● **Exercise brief**:
Everything from the line that contains "the white wall" through the last line of the listing must be copied exactly, with both of those lines included and no others.

[start Exercise input]

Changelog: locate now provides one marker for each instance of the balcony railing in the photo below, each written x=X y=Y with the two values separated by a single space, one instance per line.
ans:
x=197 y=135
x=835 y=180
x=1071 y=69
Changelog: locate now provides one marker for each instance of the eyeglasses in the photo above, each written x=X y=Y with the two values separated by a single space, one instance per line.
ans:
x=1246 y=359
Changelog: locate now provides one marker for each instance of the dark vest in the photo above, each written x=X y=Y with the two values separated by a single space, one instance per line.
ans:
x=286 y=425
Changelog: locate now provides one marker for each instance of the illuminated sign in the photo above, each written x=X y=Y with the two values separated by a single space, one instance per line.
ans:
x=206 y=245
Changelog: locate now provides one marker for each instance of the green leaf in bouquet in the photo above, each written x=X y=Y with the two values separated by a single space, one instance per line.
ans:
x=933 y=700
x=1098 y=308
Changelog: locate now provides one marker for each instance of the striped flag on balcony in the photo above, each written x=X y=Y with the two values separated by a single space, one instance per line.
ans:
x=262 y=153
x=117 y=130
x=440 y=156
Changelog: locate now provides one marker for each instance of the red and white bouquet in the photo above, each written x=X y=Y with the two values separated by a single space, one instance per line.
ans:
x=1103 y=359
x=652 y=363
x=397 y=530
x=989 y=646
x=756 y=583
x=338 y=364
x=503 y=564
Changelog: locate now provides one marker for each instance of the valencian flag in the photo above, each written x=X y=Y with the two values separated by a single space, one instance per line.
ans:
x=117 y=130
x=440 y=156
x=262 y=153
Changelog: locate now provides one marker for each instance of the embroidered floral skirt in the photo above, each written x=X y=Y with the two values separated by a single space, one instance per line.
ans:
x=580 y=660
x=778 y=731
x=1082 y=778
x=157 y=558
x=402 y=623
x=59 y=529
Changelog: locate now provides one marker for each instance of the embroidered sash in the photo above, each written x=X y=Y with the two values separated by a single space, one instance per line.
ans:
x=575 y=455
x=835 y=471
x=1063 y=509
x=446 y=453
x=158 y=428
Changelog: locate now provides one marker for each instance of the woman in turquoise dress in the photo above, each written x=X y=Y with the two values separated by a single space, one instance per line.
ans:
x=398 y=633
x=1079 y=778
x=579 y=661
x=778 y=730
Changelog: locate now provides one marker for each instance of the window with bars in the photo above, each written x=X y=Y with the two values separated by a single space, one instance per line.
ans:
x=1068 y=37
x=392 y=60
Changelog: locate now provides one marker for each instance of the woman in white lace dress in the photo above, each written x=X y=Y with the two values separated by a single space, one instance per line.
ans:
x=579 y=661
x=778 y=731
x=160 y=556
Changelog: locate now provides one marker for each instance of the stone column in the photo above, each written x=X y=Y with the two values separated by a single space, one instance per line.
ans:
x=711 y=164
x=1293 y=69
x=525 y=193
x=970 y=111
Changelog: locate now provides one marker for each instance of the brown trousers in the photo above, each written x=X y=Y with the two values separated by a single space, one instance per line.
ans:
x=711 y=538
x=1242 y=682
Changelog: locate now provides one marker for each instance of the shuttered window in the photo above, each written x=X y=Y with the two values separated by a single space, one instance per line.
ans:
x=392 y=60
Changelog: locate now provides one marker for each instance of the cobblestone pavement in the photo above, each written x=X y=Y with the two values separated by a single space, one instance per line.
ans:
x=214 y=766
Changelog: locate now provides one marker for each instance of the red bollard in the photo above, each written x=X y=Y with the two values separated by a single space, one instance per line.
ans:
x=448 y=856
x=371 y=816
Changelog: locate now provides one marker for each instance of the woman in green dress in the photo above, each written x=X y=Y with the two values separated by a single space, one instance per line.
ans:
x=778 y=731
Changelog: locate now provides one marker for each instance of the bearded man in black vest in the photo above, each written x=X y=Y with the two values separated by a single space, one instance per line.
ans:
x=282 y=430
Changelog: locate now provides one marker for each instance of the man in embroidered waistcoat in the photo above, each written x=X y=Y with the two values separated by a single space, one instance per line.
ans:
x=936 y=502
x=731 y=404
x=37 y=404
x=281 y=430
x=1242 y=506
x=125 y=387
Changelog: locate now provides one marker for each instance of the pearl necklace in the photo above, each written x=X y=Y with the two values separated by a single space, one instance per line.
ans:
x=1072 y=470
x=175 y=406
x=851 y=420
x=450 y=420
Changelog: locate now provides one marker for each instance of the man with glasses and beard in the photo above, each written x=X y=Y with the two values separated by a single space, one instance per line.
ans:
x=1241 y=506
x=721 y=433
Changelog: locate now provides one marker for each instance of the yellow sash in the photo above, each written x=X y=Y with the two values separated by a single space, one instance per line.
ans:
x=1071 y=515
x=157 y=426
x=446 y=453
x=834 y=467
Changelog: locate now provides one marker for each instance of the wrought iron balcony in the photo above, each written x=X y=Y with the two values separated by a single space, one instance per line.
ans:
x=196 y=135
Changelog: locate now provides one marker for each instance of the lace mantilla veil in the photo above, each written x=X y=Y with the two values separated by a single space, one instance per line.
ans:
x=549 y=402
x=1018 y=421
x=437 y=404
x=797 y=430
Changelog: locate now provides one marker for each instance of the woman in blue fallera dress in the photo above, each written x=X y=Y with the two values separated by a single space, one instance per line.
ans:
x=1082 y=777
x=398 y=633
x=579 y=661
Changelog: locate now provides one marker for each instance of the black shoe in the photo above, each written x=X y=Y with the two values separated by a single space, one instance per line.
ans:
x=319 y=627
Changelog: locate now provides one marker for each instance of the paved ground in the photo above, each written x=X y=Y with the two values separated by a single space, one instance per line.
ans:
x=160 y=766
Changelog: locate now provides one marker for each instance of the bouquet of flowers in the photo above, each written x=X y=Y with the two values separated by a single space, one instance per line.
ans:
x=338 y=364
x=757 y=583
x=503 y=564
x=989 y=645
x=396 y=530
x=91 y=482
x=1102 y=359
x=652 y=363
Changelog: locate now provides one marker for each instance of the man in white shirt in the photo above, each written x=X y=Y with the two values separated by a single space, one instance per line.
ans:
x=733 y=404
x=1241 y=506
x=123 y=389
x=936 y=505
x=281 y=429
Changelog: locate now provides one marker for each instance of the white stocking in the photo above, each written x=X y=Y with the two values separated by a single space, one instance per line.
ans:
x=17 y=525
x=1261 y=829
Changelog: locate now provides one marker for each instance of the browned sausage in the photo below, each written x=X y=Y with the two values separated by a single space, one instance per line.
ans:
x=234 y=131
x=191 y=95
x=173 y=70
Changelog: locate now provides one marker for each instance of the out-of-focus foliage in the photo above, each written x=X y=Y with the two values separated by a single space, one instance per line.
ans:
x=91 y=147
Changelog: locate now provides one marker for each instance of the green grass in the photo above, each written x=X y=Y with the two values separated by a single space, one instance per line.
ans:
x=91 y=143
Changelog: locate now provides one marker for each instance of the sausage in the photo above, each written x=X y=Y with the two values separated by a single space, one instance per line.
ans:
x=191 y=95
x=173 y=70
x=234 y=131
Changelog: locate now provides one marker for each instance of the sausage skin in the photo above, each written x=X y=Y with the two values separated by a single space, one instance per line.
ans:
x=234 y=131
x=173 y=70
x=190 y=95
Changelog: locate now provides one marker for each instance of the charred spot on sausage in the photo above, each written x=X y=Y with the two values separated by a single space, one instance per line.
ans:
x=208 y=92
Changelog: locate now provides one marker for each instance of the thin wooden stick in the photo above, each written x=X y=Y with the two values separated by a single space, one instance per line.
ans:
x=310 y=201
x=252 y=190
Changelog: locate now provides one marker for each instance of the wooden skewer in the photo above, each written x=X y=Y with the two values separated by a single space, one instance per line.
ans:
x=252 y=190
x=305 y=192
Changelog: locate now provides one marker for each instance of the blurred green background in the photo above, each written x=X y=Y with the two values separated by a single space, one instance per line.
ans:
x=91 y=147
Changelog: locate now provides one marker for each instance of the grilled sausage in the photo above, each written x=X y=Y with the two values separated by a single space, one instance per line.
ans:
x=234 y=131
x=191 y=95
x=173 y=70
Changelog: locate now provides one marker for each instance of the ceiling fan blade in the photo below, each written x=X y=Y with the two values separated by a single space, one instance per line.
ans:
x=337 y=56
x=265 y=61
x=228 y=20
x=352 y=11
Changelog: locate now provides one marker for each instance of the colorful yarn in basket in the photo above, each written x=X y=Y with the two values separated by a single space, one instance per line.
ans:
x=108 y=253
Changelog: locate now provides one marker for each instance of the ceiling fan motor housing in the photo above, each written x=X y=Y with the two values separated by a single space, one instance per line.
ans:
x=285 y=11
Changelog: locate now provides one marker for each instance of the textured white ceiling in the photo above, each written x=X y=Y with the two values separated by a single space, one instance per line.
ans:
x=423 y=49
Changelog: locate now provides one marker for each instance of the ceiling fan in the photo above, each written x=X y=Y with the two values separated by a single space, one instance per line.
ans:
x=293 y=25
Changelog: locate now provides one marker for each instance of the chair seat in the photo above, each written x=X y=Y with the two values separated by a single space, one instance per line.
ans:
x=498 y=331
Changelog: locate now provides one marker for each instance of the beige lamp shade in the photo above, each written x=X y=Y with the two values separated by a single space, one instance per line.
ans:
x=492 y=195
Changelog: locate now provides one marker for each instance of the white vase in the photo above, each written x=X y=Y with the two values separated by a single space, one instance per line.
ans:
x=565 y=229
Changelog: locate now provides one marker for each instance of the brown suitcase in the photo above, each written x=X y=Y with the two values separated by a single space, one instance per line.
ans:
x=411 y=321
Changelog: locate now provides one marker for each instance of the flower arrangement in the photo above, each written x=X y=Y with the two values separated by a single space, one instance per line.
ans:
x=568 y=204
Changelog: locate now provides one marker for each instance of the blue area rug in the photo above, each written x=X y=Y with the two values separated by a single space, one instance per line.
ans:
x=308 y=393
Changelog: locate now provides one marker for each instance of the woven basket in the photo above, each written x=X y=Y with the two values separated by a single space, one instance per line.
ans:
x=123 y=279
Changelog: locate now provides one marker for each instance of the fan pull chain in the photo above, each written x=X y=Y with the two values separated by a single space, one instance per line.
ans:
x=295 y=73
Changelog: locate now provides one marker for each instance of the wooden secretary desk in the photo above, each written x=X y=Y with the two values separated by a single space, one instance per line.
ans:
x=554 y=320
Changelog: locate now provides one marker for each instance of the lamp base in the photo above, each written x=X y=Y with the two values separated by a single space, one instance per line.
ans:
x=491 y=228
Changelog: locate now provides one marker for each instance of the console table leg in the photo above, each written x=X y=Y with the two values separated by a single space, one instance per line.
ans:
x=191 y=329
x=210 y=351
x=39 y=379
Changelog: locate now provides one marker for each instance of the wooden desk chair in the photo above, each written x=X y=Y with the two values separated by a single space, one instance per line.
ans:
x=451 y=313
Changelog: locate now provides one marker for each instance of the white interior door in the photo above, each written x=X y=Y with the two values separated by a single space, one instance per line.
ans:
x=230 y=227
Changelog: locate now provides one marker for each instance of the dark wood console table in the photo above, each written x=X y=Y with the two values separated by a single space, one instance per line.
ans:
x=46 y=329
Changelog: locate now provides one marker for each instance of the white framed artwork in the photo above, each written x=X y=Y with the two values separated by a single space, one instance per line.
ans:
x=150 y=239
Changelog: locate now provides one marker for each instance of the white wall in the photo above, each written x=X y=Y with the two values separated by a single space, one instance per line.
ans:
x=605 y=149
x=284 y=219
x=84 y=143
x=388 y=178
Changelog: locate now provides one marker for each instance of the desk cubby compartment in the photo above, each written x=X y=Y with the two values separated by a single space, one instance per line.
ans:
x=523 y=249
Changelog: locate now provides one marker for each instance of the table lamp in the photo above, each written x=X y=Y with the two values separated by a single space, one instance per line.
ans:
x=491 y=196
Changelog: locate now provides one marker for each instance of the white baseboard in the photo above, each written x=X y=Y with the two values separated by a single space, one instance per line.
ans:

[end Exercise input]

● **Solution for this task**:
Changelog: locate now provides one marker for each instance of the white wall in the photo above, each written x=X y=Y with the two values separated by a single space, one instance per line.
ans:
x=605 y=149
x=284 y=219
x=84 y=143
x=388 y=178
Changelog: locate now provides one marker for each instance of the desk cubby compartment in the photo above, each written x=X y=Y with the two values separated by a single space, one instance per line.
ans:
x=523 y=249
Changelog: locate now provides one marker for each instance of the table lamp in the photo above, each written x=X y=Y with the two values separated by a single space, one instance per line.
ans:
x=491 y=196
Changelog: locate now provides one marker for each instance of the white baseboard in the photo above, each written x=X y=Y with the two values separated by a single space, one instance per line.
ans:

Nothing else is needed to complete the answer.